● **Brief a**:
Print the entire book review below word for word.

Deep within the wall of the kingdom of Traum, where the windswept moors whisper the secrets of the land. And the darkness of haunted abbeys shuns the foolish; a prophecy stirs. Sybil Delling, a foundling girl bound to the Cathedral’s cloister, has spent a decade of service unraveling the cryptic threads of fate.
But when her visions speak of an impossible quest and a mysterious knight with dark eyes appears, terrible things start to happen. And the safety of her cloister shatters.
Enter Rodrick. Sharp-tongued and impossible, carrying secrets so heavy you can feel their weight through the page. The chemistry between him and Sybil is the kind that makes you read more slowly on purpose. Savoring every charged exchange, every moment where they are in the same room, and the air goes thin. You find yourself rooting for them with the kind of desperation usually reserved for characters you’ve known for years.
Sybil’s fight for justice, not just for herself but for every Diviner who disappeared into the dark before her, gives the romance real stakes. It’s not just will-they-won’t-they. It is will they survive long enough to find out.

Title: The Knight and the Moth (Stonewater Duology, 1)
Author: Rachel Gillig
Publisher: Orbit Books
Genre: Fantasy, Fantasy Romance, Gothic Fantasy Romance
Release Date: May 20, 2025
Pages: 400
Star Rating: 5 stars
Spice Rating: 1 chili pepper
Sybil’s Visions and the Headiness of Dreams Yet Told…
Diviners, the Daughters of Aisling, ethereal and nameless. Only foundling girls are used as Diviners. With their gossamer delicacy, a whisper in the dark. They do not know each other’s names or the color of their eyes. Nuns, in a sense, but something more. Something worse. Swords and armor mean nothing within the walls, as if the magic within is a formidable adversary. Their only task is a murky lavender-drenched dream, something none want to commit themselves to. Drawing straws with Sybil’s fellow diviners to see which one has to do it, round and round, until the winner, no, the loser, is chosen.

● **Supplied records**:

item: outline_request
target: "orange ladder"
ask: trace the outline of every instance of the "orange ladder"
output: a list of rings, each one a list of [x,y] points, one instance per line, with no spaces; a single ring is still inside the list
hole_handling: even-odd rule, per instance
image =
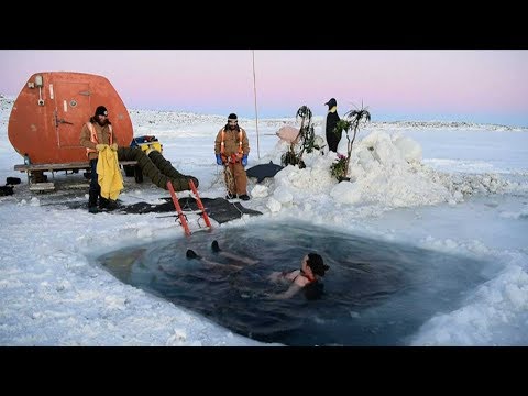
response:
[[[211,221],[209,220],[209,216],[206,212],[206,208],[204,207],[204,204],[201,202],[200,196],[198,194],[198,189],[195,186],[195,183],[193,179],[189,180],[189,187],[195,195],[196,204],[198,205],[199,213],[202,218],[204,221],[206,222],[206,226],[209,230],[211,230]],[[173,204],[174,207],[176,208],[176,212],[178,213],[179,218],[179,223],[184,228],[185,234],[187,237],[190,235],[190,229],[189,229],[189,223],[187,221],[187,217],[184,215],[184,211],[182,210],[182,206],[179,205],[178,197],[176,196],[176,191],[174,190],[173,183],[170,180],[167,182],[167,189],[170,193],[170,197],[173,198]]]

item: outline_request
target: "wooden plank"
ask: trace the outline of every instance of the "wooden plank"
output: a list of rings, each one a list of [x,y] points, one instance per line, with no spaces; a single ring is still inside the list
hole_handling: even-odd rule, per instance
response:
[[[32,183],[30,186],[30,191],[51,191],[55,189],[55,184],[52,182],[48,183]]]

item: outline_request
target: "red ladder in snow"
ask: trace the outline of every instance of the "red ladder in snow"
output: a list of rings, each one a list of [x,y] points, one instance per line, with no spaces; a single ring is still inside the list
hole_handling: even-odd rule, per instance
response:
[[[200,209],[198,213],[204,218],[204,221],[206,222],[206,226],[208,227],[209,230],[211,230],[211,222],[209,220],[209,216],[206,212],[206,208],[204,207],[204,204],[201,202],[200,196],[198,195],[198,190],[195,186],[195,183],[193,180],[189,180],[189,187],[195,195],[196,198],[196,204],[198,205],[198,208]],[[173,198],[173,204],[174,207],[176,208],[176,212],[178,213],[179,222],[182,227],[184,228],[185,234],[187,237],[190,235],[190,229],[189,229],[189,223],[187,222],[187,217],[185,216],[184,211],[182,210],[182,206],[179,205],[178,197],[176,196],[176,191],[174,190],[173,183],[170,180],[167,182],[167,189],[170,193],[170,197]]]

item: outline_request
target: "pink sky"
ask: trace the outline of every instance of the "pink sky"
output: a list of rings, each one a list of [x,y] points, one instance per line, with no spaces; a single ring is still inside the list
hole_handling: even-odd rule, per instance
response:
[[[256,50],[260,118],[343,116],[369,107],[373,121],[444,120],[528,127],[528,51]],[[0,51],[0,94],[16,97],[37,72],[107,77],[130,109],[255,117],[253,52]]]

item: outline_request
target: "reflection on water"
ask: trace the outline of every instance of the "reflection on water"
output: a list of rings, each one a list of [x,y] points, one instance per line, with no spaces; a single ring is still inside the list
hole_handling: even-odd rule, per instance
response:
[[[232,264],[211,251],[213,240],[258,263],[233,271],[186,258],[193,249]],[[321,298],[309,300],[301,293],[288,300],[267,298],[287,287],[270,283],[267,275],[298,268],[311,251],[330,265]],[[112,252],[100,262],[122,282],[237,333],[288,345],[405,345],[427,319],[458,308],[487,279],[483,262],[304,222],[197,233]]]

---

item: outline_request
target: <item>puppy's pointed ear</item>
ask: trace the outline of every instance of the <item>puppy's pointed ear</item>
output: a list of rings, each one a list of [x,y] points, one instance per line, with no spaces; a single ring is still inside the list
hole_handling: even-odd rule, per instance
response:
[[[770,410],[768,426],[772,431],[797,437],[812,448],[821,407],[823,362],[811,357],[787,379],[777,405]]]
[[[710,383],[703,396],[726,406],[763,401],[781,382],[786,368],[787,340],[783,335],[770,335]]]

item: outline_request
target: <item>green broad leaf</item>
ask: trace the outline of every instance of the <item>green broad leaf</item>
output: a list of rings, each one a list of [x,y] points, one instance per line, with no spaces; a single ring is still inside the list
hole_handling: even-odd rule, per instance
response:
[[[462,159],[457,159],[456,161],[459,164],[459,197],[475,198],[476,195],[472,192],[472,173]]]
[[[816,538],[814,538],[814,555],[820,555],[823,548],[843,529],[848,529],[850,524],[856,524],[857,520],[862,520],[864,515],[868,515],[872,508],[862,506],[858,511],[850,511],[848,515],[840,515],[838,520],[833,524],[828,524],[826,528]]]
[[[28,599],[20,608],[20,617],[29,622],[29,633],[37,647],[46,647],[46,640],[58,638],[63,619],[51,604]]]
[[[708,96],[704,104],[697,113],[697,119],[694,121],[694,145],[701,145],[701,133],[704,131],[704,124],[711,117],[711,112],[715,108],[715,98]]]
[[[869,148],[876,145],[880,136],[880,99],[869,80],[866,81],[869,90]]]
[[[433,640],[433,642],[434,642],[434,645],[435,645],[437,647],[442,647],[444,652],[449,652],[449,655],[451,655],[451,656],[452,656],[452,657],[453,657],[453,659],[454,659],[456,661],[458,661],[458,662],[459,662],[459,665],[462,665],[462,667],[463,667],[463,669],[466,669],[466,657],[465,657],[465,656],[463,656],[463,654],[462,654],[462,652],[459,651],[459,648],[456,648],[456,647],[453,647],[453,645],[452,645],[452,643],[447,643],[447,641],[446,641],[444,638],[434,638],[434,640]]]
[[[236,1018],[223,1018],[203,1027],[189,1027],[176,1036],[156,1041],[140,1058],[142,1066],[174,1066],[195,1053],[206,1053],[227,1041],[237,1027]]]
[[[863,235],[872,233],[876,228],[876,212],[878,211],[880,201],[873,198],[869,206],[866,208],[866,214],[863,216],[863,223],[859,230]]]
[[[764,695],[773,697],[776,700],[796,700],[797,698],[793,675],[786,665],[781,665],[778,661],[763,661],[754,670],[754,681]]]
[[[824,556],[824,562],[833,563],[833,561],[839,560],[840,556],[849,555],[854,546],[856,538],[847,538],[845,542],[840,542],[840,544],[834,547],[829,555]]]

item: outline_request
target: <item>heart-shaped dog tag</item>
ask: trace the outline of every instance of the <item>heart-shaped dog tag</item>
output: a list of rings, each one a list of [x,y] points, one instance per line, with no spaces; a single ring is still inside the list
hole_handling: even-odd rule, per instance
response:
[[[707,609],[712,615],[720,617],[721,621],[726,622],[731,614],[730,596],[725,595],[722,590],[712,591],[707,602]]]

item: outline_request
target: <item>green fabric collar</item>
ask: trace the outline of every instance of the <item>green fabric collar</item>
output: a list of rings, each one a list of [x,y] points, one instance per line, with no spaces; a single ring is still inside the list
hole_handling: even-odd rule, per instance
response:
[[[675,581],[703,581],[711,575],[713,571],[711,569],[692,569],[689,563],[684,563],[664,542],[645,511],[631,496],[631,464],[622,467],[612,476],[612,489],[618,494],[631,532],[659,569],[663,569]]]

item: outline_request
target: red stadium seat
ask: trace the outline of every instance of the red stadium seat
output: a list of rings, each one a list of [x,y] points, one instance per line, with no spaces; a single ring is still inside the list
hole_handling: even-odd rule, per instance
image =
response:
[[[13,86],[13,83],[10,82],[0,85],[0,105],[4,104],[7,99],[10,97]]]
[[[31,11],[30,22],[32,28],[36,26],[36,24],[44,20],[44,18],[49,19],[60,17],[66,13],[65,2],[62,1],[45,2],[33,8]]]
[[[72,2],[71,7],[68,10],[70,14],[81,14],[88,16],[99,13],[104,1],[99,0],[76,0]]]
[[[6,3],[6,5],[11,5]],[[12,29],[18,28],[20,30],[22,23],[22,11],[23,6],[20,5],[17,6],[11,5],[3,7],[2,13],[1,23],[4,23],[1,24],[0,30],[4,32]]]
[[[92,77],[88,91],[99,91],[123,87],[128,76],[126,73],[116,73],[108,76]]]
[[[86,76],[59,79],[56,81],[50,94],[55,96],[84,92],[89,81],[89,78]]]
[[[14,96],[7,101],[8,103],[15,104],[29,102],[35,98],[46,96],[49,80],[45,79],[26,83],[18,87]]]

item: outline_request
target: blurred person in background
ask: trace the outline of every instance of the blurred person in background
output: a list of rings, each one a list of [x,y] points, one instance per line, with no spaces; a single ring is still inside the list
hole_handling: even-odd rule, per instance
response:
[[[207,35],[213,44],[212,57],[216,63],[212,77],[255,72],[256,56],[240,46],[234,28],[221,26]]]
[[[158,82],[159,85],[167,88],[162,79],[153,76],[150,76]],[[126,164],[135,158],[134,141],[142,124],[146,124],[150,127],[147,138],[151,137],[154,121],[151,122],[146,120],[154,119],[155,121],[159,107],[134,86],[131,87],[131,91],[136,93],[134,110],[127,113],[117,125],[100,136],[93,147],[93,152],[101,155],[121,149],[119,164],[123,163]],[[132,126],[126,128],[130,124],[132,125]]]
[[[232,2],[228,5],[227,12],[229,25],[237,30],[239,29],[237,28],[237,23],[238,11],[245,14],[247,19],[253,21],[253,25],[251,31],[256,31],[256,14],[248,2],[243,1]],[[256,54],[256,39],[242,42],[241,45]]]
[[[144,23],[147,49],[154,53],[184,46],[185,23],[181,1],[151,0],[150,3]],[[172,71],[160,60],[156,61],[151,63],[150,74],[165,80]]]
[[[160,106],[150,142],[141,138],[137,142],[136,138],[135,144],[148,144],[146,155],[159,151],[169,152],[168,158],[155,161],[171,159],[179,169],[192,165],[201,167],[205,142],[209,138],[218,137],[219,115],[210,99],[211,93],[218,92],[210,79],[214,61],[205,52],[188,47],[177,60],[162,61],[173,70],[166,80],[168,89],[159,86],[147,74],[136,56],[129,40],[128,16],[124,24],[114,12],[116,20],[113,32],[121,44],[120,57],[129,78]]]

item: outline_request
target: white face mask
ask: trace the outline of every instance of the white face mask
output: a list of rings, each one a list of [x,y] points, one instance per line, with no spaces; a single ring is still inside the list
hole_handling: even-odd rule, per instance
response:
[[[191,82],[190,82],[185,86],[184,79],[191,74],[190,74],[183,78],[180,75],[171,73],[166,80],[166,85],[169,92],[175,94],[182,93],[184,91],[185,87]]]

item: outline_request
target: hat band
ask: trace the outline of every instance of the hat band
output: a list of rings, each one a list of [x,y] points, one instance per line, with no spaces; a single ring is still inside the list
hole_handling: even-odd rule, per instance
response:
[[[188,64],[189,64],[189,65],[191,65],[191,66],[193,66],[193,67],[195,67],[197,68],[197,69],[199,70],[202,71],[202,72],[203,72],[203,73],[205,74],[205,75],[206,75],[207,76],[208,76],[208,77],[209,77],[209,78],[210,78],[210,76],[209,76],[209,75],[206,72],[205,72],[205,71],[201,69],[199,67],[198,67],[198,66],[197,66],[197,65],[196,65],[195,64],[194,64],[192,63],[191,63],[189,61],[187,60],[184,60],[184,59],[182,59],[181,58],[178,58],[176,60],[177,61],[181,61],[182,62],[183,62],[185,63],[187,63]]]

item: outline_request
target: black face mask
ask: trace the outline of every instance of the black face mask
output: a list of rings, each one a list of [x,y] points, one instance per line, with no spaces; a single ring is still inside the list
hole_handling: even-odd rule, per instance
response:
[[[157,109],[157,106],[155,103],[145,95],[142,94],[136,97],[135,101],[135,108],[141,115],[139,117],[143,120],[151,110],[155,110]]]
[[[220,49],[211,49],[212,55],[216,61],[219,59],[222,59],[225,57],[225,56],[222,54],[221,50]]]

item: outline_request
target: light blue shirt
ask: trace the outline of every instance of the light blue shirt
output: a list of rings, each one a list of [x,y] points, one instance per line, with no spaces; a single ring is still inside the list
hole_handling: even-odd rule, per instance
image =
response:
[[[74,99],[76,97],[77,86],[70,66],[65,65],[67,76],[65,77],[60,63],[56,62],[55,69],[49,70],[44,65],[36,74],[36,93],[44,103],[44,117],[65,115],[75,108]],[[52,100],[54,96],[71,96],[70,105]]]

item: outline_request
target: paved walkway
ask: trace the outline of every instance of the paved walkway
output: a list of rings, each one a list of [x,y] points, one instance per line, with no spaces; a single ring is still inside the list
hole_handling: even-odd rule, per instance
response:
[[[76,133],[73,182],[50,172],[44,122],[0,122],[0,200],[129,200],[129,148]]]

● **Brief b**:
Identify each line in the listing above that contains the word "stadium" and copy those lines.

● **Task solution a**:
Deep within the wall of the kingdom of Traum, where the windswept moors whisper the secrets of the land. And the darkness of haunted abbeys shuns the foolish; a prophecy stirs. Sybil Delling, a foundling girl bound to the Cathedral’s cloister, has spent a decade of service unraveling the cryptic threads of fate.
But when her visions speak of an impossible quest and a mysterious knight with dark eyes appears, terrible things start to happen. And the safety of her cloister shatters.
Enter Rodrick. Sharp-tongued and impossible, carrying secrets so heavy you can feel their weight through the page. The chemistry between him and Sybil is the kind that makes you read more slowly on purpose. Savoring every charged exchange, every moment where they are in the same room, and the air goes thin. You find yourself rooting for them with the kind of desperation usually reserved for characters you’ve known for years.
Sybil’s fight for justice, not just for herself but for every Diviner who disappeared into the dark before her, gives the romance real stakes. It’s not just will-they-won’t-they. It is will they survive long enough to find out.

Title: The Knight and the Moth (Stonewater Duology, 1)
Author: Rachel Gillig
Publisher: Orbit Books
Genre: Fantasy, Fantasy Romance, Gothic Fantasy Romance
Release Date: May 20, 2025
Pages: 400
Star Rating: 5 stars
Spice Rating: 1 chili pepper
Sybil’s Visions and the Headiness of Dreams Yet Told…
Diviners, the Daughters of Aisling, ethereal and nameless. Only foundling girls are used as Diviners. With their gossamer delicacy, a whisper in the dark. They do not know each other’s names or the color of their eyes. Nuns, in a sense, but something more. Something worse. Swords and armor mean nothing within the walls, as if the magic within is a formidable adversary. Their only task is a murky lavender-drenched dream, something none want to commit themselves to. Drawing straws with Sybil’s fellow diviners to see which one has to do it, round and round, until the winner, no, the loser, is chosen.

● **Task solution b**:
target: red stadium seat
ask: trace the outline of every instance of the red stadium seat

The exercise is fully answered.